- **WHAT IS BEING ASKED**: Among the entries below, please repeat exactly and only the lines from the line containing "Where can the planespotters.net" to the line containing "Where can the vertical", both lines included.
Segment Start: DATA FOR ANALYSIS
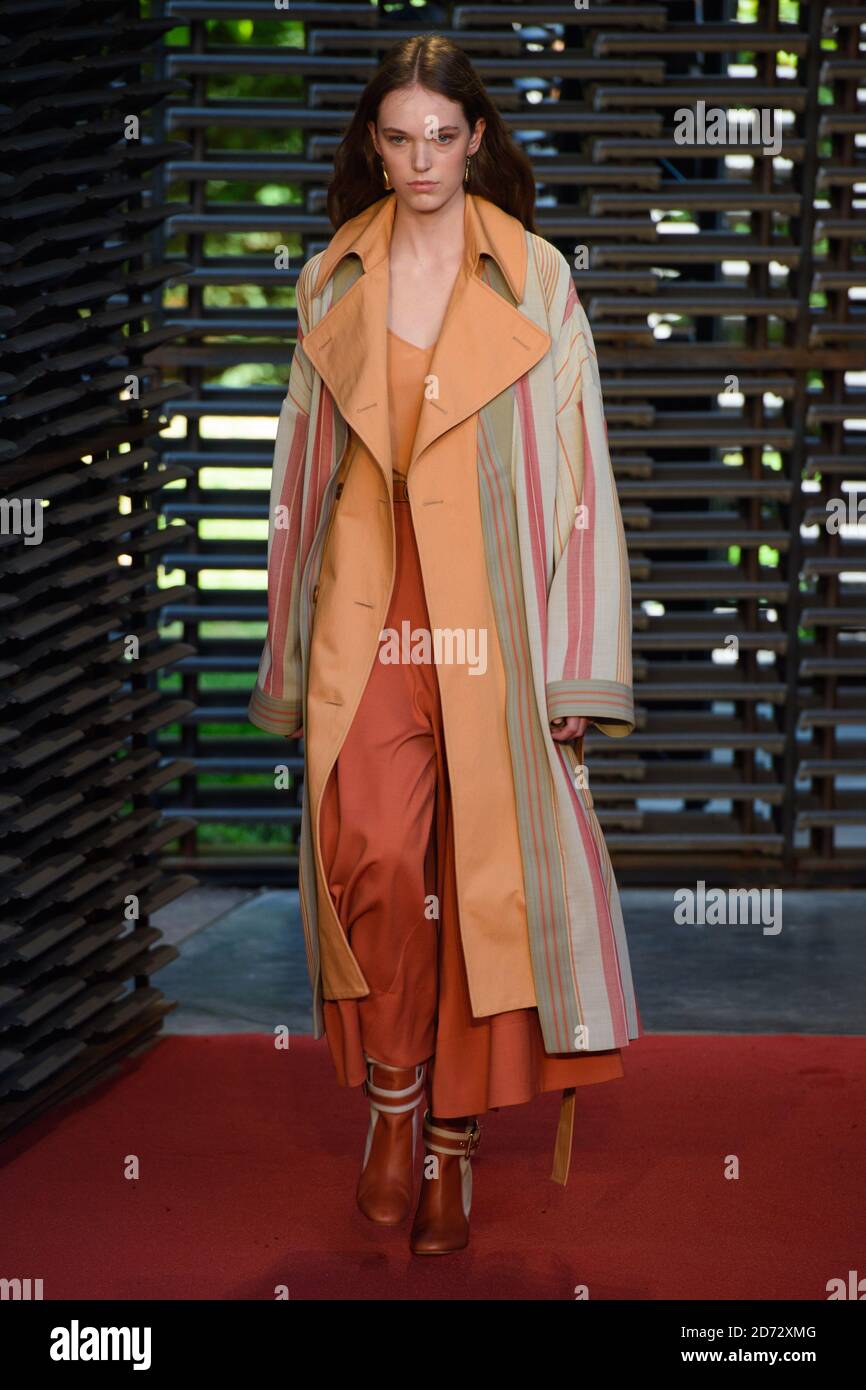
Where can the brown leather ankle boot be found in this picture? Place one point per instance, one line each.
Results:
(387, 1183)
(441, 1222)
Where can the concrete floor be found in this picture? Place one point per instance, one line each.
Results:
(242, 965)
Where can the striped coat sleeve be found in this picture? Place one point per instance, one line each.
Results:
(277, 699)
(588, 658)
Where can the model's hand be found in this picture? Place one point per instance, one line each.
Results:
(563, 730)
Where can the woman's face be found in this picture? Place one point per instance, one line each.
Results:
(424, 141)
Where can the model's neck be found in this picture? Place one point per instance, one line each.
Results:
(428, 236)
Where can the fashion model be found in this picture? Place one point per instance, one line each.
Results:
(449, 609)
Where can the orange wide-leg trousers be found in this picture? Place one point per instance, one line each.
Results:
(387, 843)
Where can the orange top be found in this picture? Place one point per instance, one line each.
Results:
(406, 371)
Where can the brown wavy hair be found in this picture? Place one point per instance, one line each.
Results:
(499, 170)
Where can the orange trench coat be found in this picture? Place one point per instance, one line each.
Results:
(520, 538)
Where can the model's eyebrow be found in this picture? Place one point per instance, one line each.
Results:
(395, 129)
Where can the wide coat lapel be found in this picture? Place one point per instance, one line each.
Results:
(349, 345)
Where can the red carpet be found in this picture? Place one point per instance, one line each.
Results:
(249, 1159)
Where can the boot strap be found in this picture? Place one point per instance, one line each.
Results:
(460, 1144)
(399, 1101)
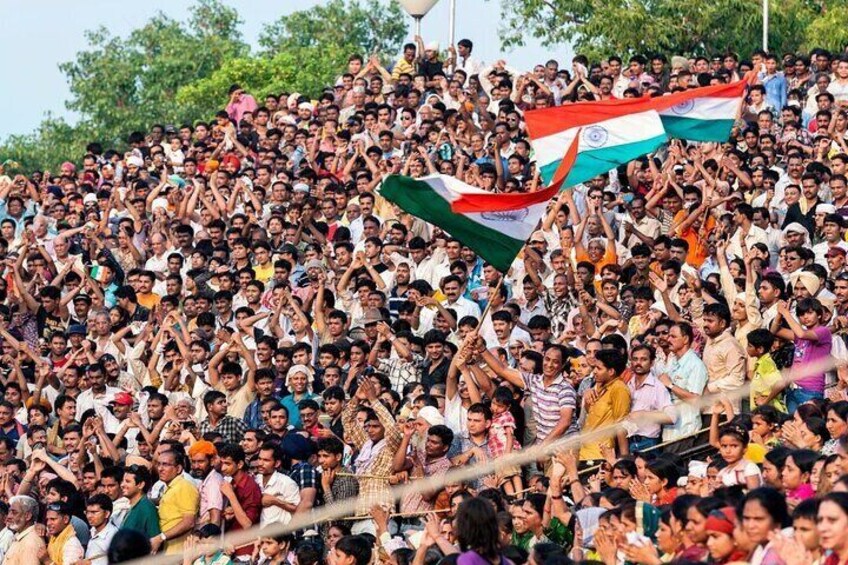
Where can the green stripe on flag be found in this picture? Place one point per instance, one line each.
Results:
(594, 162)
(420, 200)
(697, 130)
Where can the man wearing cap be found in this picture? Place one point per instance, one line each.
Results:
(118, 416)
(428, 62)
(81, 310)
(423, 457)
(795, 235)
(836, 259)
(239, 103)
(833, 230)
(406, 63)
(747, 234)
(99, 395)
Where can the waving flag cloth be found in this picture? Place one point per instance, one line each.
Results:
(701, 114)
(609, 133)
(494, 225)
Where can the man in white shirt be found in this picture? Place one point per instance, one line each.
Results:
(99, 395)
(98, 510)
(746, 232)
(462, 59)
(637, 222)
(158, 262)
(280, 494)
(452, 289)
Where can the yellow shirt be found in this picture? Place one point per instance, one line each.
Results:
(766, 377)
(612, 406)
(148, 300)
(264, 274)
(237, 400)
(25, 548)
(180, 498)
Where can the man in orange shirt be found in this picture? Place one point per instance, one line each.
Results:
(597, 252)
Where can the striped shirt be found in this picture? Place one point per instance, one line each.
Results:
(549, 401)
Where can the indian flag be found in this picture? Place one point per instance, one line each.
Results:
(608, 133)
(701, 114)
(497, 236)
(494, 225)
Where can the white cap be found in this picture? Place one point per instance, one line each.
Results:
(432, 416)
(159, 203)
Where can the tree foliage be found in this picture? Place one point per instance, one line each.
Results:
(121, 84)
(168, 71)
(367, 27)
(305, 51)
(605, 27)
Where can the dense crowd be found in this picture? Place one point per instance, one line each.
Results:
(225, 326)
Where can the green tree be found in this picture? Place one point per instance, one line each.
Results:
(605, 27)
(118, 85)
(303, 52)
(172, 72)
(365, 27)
Segment End: DATA FOR ANALYSIS
Segment Start: DATA FOR ANALYSIS
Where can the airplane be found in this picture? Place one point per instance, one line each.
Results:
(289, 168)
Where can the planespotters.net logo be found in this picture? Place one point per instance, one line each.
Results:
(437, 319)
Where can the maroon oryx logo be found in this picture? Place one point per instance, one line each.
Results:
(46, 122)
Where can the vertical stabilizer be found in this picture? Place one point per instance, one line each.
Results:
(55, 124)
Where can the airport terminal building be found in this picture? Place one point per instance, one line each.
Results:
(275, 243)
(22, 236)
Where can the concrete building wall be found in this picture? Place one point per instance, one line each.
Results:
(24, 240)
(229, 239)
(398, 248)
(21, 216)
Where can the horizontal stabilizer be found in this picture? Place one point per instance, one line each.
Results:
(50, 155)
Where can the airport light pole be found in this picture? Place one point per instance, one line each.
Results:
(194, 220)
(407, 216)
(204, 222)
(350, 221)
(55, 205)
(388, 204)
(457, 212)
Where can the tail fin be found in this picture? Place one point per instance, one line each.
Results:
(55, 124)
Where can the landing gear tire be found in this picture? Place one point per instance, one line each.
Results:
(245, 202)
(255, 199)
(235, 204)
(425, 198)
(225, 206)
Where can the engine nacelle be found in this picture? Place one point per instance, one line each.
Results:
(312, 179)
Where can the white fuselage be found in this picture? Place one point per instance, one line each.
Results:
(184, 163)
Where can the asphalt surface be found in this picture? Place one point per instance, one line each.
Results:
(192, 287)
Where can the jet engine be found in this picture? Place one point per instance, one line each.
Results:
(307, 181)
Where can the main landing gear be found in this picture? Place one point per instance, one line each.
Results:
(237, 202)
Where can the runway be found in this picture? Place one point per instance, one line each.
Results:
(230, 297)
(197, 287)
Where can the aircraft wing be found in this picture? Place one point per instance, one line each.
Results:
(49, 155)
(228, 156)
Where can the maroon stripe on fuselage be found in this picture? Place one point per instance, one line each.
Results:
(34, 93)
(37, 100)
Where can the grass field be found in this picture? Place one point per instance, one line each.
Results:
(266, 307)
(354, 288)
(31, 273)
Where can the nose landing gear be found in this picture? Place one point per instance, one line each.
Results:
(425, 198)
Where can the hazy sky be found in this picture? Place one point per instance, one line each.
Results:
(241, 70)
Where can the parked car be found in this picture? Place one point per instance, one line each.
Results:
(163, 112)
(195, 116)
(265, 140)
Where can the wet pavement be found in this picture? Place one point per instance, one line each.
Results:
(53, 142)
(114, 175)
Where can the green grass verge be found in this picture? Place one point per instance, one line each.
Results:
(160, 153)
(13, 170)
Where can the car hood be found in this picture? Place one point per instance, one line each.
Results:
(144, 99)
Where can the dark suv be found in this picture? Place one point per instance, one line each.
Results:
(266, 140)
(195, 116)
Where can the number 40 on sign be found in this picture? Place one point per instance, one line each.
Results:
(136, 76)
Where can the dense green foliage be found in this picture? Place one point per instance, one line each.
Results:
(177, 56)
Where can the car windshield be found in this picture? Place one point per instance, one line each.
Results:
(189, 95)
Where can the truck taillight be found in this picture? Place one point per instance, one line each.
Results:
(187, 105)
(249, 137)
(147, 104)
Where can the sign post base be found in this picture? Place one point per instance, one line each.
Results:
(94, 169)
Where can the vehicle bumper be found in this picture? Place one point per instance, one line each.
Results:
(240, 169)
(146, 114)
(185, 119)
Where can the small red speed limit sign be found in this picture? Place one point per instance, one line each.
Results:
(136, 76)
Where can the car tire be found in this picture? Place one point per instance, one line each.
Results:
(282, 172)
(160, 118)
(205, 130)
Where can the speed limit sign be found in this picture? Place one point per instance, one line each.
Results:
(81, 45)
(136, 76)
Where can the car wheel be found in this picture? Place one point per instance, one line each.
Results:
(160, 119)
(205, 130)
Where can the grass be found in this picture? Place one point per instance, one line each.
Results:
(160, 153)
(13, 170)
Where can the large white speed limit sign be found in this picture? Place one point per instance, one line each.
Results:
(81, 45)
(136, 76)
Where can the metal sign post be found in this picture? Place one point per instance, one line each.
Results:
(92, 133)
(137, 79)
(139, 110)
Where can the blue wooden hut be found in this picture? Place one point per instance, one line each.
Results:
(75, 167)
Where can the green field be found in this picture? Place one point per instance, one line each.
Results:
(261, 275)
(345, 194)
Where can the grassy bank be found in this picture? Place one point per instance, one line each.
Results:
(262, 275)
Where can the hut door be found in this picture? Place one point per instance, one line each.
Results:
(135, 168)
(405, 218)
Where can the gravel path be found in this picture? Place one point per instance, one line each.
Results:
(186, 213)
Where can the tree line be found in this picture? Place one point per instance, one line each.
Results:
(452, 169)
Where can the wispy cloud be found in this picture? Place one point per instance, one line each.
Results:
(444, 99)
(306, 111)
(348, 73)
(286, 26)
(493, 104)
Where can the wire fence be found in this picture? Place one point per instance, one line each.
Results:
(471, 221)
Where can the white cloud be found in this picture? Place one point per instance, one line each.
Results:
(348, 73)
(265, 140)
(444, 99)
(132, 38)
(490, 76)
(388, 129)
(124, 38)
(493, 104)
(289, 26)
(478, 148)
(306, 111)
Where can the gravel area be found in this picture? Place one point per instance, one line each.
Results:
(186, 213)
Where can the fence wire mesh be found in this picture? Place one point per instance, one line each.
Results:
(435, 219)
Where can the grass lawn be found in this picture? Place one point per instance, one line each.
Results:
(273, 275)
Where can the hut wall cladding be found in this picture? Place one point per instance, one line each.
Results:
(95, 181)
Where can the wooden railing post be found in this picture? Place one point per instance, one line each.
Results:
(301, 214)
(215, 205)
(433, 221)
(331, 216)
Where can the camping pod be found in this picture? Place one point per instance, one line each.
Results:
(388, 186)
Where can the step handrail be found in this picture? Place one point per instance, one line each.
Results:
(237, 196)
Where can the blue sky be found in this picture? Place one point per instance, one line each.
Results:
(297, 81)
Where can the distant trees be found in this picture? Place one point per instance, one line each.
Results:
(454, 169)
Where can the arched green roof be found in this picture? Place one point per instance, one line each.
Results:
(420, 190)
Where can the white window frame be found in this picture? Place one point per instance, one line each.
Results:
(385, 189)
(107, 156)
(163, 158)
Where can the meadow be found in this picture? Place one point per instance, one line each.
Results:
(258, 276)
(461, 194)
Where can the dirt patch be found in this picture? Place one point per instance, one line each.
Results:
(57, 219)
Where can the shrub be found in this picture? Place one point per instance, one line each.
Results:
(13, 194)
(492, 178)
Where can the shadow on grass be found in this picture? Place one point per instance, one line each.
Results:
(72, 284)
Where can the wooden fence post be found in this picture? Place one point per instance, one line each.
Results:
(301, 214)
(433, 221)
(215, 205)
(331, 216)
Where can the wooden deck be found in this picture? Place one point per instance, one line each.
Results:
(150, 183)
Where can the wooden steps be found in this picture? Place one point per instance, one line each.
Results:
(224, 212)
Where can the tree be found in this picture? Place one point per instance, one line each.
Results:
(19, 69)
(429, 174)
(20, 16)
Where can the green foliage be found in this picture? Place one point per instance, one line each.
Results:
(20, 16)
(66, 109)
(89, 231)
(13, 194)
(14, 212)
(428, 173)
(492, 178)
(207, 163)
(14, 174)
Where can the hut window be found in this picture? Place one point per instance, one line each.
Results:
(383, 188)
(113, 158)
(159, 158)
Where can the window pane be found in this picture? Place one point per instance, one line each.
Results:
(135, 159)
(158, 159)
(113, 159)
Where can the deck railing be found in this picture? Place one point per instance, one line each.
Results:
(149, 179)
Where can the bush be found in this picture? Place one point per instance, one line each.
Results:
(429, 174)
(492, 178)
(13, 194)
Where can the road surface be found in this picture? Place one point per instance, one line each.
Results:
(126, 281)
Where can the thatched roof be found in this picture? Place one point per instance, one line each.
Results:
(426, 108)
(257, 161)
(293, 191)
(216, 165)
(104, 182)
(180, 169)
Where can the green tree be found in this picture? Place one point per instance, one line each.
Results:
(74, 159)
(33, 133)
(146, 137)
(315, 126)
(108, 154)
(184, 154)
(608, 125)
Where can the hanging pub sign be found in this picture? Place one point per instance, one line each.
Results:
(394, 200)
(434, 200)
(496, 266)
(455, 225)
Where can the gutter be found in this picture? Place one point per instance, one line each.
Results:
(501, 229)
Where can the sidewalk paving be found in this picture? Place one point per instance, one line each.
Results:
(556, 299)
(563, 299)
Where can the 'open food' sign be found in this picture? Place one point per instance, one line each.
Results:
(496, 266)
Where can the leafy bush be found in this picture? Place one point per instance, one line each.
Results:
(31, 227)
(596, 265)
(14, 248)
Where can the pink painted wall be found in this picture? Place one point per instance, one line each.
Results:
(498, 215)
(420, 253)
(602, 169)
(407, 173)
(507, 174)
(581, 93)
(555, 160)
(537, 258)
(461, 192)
Segment End: DATA FOR ANALYSIS
- **RESPONSE BELOW**:
Where can the planespotters.net logo be found in this picture? Place one point per instance, one line each.
Results:
(437, 319)
Where can the maroon oryx logo be found in this picture? Place one point per instance, one line each.
Results:
(46, 122)
Where can the vertical stabilizer be found in this picture? Place one point per instance, one line each.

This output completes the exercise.